[begin Source material]

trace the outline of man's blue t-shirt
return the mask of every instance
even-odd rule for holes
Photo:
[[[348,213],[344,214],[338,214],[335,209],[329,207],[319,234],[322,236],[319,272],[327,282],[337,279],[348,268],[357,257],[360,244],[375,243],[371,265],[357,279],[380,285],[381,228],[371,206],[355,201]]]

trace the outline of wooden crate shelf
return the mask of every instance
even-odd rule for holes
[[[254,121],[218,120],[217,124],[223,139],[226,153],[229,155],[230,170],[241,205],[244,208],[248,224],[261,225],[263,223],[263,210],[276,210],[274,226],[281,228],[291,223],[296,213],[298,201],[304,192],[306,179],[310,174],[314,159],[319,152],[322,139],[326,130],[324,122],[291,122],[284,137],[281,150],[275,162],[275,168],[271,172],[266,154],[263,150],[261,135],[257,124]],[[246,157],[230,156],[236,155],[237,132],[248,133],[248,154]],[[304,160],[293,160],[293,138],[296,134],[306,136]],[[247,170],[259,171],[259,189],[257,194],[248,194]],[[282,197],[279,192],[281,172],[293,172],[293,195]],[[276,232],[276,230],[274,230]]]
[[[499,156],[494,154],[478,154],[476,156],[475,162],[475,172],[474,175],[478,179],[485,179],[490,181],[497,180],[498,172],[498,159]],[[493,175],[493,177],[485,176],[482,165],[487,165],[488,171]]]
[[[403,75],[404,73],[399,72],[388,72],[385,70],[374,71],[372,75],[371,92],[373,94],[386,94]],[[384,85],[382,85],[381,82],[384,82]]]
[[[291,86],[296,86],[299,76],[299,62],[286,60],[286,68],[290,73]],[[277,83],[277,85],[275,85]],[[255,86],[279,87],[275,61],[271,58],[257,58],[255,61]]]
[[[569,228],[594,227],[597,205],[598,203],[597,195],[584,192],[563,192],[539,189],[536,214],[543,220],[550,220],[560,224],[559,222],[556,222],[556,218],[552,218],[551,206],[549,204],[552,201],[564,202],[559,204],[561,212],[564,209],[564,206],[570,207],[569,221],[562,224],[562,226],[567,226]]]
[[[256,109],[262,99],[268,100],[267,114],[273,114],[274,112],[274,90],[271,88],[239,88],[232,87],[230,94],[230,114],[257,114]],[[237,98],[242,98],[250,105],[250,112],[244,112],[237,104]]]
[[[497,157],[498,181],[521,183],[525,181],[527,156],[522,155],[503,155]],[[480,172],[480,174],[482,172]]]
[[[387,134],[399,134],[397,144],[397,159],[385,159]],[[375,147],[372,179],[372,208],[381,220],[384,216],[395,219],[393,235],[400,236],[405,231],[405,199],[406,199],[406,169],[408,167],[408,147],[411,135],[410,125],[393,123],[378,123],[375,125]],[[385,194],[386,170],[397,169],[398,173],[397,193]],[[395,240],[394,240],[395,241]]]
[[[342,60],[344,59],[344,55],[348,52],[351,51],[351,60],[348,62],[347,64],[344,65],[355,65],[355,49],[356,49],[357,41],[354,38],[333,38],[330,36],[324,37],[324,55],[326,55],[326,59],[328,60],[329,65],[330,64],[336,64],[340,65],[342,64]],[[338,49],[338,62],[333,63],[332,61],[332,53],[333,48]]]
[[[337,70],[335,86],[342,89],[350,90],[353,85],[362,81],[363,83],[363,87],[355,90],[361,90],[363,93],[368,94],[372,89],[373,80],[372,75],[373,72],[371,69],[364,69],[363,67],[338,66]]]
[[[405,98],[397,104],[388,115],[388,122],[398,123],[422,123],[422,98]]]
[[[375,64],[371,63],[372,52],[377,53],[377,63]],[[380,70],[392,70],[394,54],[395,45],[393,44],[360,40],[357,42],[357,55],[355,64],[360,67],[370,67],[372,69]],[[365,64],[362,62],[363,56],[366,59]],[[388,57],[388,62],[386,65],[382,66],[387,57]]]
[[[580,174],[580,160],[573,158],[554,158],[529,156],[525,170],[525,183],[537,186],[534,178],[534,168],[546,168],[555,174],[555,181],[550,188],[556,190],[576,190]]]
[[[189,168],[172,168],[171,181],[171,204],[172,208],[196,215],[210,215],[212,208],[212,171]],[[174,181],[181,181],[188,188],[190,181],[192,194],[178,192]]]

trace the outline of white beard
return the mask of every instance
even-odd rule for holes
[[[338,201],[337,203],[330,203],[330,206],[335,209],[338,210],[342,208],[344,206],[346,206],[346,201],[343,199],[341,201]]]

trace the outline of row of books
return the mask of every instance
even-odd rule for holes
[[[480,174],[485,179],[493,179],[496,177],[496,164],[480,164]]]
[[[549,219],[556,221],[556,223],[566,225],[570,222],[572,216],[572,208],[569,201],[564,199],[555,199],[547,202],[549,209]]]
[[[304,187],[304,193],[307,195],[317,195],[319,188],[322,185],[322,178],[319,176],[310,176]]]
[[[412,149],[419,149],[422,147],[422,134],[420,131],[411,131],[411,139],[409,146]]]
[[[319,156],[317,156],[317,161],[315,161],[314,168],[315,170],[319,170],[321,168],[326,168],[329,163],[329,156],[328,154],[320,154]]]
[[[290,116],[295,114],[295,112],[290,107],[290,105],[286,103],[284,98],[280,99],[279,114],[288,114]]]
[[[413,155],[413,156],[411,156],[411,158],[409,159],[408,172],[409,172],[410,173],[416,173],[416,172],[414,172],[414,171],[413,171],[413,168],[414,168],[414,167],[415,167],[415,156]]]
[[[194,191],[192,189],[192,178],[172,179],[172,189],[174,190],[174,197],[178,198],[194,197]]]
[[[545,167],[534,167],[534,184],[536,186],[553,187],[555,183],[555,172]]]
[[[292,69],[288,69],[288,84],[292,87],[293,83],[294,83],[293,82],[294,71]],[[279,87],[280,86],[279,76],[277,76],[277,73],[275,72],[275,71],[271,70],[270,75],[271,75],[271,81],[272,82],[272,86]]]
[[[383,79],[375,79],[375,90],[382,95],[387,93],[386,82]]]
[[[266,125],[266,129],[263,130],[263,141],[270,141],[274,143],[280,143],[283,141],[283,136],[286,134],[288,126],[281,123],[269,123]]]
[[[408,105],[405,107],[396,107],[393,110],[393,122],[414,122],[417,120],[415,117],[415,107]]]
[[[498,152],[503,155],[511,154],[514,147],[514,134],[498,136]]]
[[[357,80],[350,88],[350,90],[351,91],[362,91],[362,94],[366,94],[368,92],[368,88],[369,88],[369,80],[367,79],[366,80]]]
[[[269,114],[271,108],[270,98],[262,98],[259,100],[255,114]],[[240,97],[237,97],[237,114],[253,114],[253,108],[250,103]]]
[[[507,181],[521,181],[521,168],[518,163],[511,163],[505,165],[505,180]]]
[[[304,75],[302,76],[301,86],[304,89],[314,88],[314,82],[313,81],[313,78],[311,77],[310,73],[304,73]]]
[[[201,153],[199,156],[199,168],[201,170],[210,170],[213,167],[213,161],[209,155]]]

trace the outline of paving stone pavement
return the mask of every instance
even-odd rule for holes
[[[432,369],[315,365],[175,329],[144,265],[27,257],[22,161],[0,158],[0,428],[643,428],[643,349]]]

[end Source material]

What is expected —
Copy out every one of the lines above again, character for character, with nothing added, dropped, or changed.

Correct output —
trace the outline of man's blue t-shirt
return the mask of every instance
even-odd rule for holes
Photo:
[[[348,213],[344,214],[338,214],[335,209],[329,207],[319,234],[322,236],[319,272],[327,282],[337,279],[348,268],[357,257],[360,244],[375,243],[371,265],[357,279],[380,285],[381,228],[371,206],[355,201]]]

trace the outline of wooden crate shelf
return the mask of every instance
even-odd rule for holes
[[[254,121],[218,120],[217,124],[223,139],[226,153],[229,155],[230,170],[241,205],[244,208],[248,224],[261,225],[263,223],[263,210],[276,210],[274,226],[281,228],[291,223],[296,213],[298,201],[304,192],[306,179],[310,174],[314,159],[319,152],[322,139],[326,130],[324,122],[291,122],[284,137],[281,150],[275,162],[275,168],[271,172],[266,154],[263,150],[261,135],[257,124]],[[246,157],[230,156],[236,155],[237,132],[248,133],[248,154]],[[304,160],[293,160],[293,138],[296,134],[306,136]],[[247,170],[259,171],[259,189],[257,194],[248,194]],[[282,197],[279,192],[281,172],[293,172],[293,195]],[[276,232],[276,230],[274,230]]]
[[[499,156],[494,154],[478,154],[476,156],[475,162],[475,172],[474,175],[478,179],[485,179],[490,181],[497,180],[498,172],[498,159]],[[493,175],[493,177],[485,176],[482,165],[487,165],[488,171]]]
[[[403,75],[404,73],[399,72],[388,72],[385,70],[374,71],[372,75],[371,92],[373,94],[386,94]],[[384,85],[382,85],[381,82],[384,82]]]
[[[291,86],[296,86],[299,76],[299,62],[286,60],[286,68],[290,73]],[[277,83],[277,85],[275,85]],[[255,86],[279,87],[275,61],[271,58],[257,58],[255,61]]]
[[[569,228],[594,227],[597,205],[598,203],[597,195],[584,192],[563,192],[539,189],[536,214],[543,220],[550,220],[560,224],[559,222],[556,222],[556,218],[552,218],[551,206],[549,204],[552,201],[564,202],[559,204],[561,212],[564,209],[564,206],[570,207],[569,221],[562,224],[562,226],[567,226]]]
[[[256,109],[262,99],[268,100],[267,114],[273,114],[274,112],[274,90],[271,88],[239,88],[232,87],[230,94],[230,114],[257,114]],[[237,98],[242,98],[250,105],[250,112],[244,112],[237,104]]]
[[[497,157],[498,181],[521,183],[525,181],[527,156],[522,155],[503,155]],[[480,172],[480,174],[482,172]]]
[[[387,134],[399,134],[397,144],[397,159],[385,159]],[[375,147],[372,179],[372,208],[381,220],[384,216],[395,219],[393,235],[400,236],[405,231],[405,199],[406,199],[406,169],[408,167],[408,147],[411,135],[410,125],[393,123],[378,123],[375,125]],[[385,194],[386,170],[397,169],[398,173],[397,193]],[[395,240],[394,240],[395,241]]]
[[[342,60],[344,59],[344,55],[348,52],[351,51],[351,60],[348,62],[347,64],[344,65],[355,65],[355,49],[356,49],[357,41],[354,38],[333,38],[330,36],[324,37],[324,55],[326,55],[326,59],[328,60],[329,65],[330,64],[336,64],[340,65],[342,64]],[[338,49],[338,62],[333,63],[332,61],[332,53],[333,48]]]
[[[337,70],[335,86],[342,89],[350,90],[353,85],[362,81],[363,83],[363,87],[355,90],[361,90],[363,93],[368,94],[372,89],[373,80],[372,75],[373,72],[371,69],[364,69],[363,67],[338,66]]]
[[[405,98],[397,104],[388,115],[388,122],[398,123],[422,123],[422,98]]]
[[[375,64],[371,63],[372,52],[377,53],[377,63]],[[380,70],[392,70],[394,54],[395,45],[393,44],[360,40],[357,42],[357,55],[355,64],[360,67],[370,67],[372,69]],[[365,64],[362,62],[363,56],[366,59]],[[388,57],[388,62],[386,65],[382,66],[387,57]]]
[[[580,174],[580,160],[573,158],[554,158],[529,156],[525,170],[525,183],[537,186],[534,178],[534,168],[546,168],[555,174],[555,181],[550,188],[556,190],[576,190]]]
[[[189,168],[172,168],[171,181],[171,204],[172,208],[196,215],[210,215],[212,208],[212,171]],[[174,181],[181,181],[188,188],[190,181],[192,194],[178,192]]]

trace the outline of white beard
return the mask of every instance
even-odd rule for holes
[[[338,201],[337,203],[330,203],[330,206],[335,209],[338,210],[342,208],[344,206],[346,206],[346,201],[343,199],[341,201]]]

trace the outline of row of books
return the mask of every instance
even-odd rule for holes
[[[480,174],[485,179],[493,179],[496,177],[496,164],[480,164]]]
[[[549,219],[556,221],[556,223],[566,225],[570,222],[572,216],[572,208],[569,201],[564,199],[555,199],[547,202],[549,209]]]
[[[304,187],[304,193],[307,195],[317,195],[319,188],[322,185],[322,178],[319,176],[310,176]]]
[[[412,149],[419,149],[422,147],[422,134],[420,131],[411,131],[411,139],[409,146]]]
[[[319,156],[317,156],[317,161],[315,161],[314,168],[315,170],[319,170],[321,168],[326,168],[329,163],[329,156],[328,154],[320,154]]]
[[[290,116],[295,114],[295,112],[290,107],[290,105],[286,103],[284,98],[280,99],[279,114],[288,114]]]
[[[413,155],[413,156],[411,156],[411,158],[409,159],[408,172],[409,172],[410,173],[416,173],[416,172],[414,172],[414,171],[413,171],[413,168],[414,168],[414,167],[415,167],[415,156]]]
[[[194,191],[192,189],[192,178],[172,179],[172,189],[174,190],[174,197],[178,198],[194,197]]]
[[[545,167],[534,167],[534,184],[536,186],[553,187],[555,183],[555,172]]]
[[[292,69],[288,69],[288,84],[292,87],[293,83],[294,83],[293,82],[294,71]],[[279,87],[280,86],[279,76],[277,76],[277,73],[275,72],[275,71],[271,70],[270,75],[271,75],[271,81],[272,82],[272,86]]]
[[[383,79],[375,79],[375,90],[382,95],[387,93],[386,82]]]
[[[266,125],[266,129],[263,130],[263,141],[270,141],[274,143],[280,143],[283,141],[283,136],[286,134],[288,126],[281,123],[269,123]]]
[[[408,105],[405,107],[396,107],[393,110],[393,122],[414,122],[417,120],[415,117],[415,107]]]
[[[498,152],[503,155],[511,154],[514,147],[514,134],[498,136]]]
[[[357,80],[350,88],[350,90],[351,91],[362,91],[362,94],[366,94],[368,92],[368,88],[369,88],[369,80],[367,79],[366,80]]]
[[[269,114],[271,108],[270,98],[262,98],[259,100],[255,114]],[[240,97],[237,97],[237,114],[253,114],[253,108],[250,103]]]
[[[507,181],[521,181],[521,168],[518,163],[511,163],[505,165],[505,180]]]
[[[304,75],[302,76],[301,86],[304,89],[314,88],[314,82],[313,81],[313,78],[311,77],[310,73],[304,73]]]
[[[201,153],[199,156],[199,168],[201,170],[210,170],[213,167],[213,161],[209,155]]]

trace the outline of paving stone pavement
return the mask of every instance
even-odd rule for holes
[[[432,369],[315,365],[175,329],[144,265],[27,257],[22,161],[0,158],[0,428],[643,428],[643,349]]]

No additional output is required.